A numerical study on the free vibrations of nanocomposite conical panels with variously shaped cutout

Abstract

Presented herein is a novel numerical approach for the vibrational analysis of conical panels with arbitrary-shaped holes made of functionally graded graphene platelet-reinforced composite (FG-GPLRC) within the framework of higher-order shear deformation theory (HSDT). The developed approach can be called variational differential quadrature finite element method (VDQFEM) as it is based on the ideas of VDQ and finite element methods. The governing equations are obtained by means of Hamilton’s principle. Also, the relations of paper are presented in a new matrix–vector form which can be efficiently utilized in the coding process of numerical techniques. By VDQFEM, the space domain of structure is first transformed into a number of finite elements. Then, the VDQ discretization technique is implemented within each element to derive the mass and stiffness matrices. Finally, the assemblage procedure is followed for obtaining total mass and stiffness matrices. Due to using HSDT, a novel mixed formulation approach is also proposed to accommodate the continuity of first-order derivatives on the common boundaries of elements. Conical panels with square/circular/elliptical cutout and with crack are selected to generate the numerical results. In the numerical examples, the effects of geometrical properties and reinforcement with GPL on the resonant frequencies of panels subject to various boundary conditions are investigated.

Appendix (Discretization)

There are two types of discretization in the VDQFEM method. According to Fig. 1, these discretizations can be described as follows: the domain under study is first discretized into a number of geometrical elements and then is mapped into the natural space with interpolation of position vector of each element using shape functions and corresponding nodal points (circular points). Afterwards, in order to perform the numerical differentiation and integration processes of VDQ method (which is specific to this technique), this space is discretized using the distribution of Chebyshev points. Two important control parameters for discretization and convergence can be thus considered in this approach: (1) finite element meshing and (2) distribution of nodal points of each element.

→ **Set problem**
Write the next part of the conical panel study, picking up right after its final sentence.

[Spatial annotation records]
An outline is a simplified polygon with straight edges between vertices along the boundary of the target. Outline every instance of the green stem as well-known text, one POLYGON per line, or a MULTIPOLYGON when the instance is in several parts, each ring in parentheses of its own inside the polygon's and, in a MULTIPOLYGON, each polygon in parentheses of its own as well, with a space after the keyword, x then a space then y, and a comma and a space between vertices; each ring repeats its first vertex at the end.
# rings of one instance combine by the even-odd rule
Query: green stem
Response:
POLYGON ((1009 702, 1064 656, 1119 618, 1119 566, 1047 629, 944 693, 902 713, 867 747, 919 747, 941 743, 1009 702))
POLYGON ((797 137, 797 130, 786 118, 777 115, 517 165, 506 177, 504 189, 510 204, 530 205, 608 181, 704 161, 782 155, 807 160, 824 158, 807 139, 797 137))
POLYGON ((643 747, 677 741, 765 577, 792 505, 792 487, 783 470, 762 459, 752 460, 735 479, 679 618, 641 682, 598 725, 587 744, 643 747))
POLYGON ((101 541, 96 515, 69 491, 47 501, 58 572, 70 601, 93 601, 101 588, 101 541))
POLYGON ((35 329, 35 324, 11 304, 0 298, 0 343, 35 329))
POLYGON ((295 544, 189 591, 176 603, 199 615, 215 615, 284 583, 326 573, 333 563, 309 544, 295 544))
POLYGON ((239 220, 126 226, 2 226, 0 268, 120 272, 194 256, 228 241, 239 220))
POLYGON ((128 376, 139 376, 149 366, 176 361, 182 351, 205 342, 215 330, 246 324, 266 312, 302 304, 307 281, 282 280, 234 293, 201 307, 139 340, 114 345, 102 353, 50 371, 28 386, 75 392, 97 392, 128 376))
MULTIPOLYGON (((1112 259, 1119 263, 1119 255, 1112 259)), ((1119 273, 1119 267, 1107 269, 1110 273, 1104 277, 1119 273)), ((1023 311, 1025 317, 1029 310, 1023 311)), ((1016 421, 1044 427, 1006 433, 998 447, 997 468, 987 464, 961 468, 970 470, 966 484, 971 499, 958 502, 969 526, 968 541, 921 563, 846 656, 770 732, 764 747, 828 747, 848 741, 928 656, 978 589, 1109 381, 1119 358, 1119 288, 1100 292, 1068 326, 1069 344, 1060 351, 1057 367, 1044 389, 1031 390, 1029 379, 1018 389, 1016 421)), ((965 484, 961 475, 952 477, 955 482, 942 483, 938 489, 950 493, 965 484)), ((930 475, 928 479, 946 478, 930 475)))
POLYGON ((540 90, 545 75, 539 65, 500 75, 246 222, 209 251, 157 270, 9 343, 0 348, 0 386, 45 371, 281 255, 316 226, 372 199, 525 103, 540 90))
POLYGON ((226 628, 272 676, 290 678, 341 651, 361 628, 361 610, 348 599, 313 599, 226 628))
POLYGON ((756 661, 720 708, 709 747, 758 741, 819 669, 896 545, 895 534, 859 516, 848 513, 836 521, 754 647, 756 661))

→ **Response below**
In this Appendix, vector–matrix relations are discretized on the domain of an arbitrary element. The discretization process is performed by means of the operator \(\left[\kern-0.15em\left[ {{\blacksquare }_{1} } \right]\kern-0.15em\right]_{{{\blacksquare }_{2} }}\) which discretizes the parameter ■₁ on the space ■₂. The concepts of discretization can be found in [26, 32, 33]. The following spaces and parameters are also considered for discretization of relations:

$$ \left\{ {\begin{array}{*{20}l} {{\mathfrak{A}}_{i} - {\text{space}}\left( {\text{thickness direction}} \right)} \hfill & {{\text{in }}X_{i} {\text{ direction}}} \hfill \\ {{\mathfrak{B}} - {\text{space }}\left( {\text{middle plane}} \right)} \hfill & {{\text{in }}X_{1} X_{2} {\text{ direction}}} \hfill \\ {{\mathfrak{C}} - {\text{space }}\left( {3{\text{D domain}}} \right)} \hfill & {{\text{in }}X_{1} X_{2} X_{3} {\text{ direction}}} \hfill \\ \end{array} } \right. $$

where

$$ \left\{ {\begin{array}{*{20}l} {n_{\xi } } \hfill & {\text{number of computational grid points along each natural direction in each element}} \hfill \\ {n = n_{\xi }^{2} } \hfill & {\text{number of total computational grid points in each element}} \hfill \\ {n_{e} } \hfill & {\text{number of elements}} \hfill \\ {n_{h} } \hfill & {\text{number of computational grid points along thickness direction}} \hfill \\ \end{array} } \right. $$

1.1 Material properties

According to the shifted Chebyshev–Gauss–Lobatto grid points on \(\left[ {a,b} \right]\), given by

$$ X = a + \frac{b - a}{2}\left( {1 - \cos \frac{i - 1}{{n - 1}}\pi } \right), i = 1,2, \ldots ,m $$

(67)

the discretized forms of \(X_{i}\) in \({\mathfrak{A}}_{i}\) and \({\mathfrak{B}}\) space become

$$ {\mathbf{X}}_{1}^{{{\mathfrak{A}}_{1} }} = \left[\kern-0.15em\left[ {X_{1} } \right]\kern-0.15em\right]_{{{\mathfrak{A}}_{1} }} = \left[ {\frac{{L_{1} }}{2} + \frac{L}{2}\left( {1 - \cos \frac{i - 1}{{n_{\xi } - 1}}\pi } \right)} \right], i = 1,2, \ldots ,n_{\xi } $$

(68)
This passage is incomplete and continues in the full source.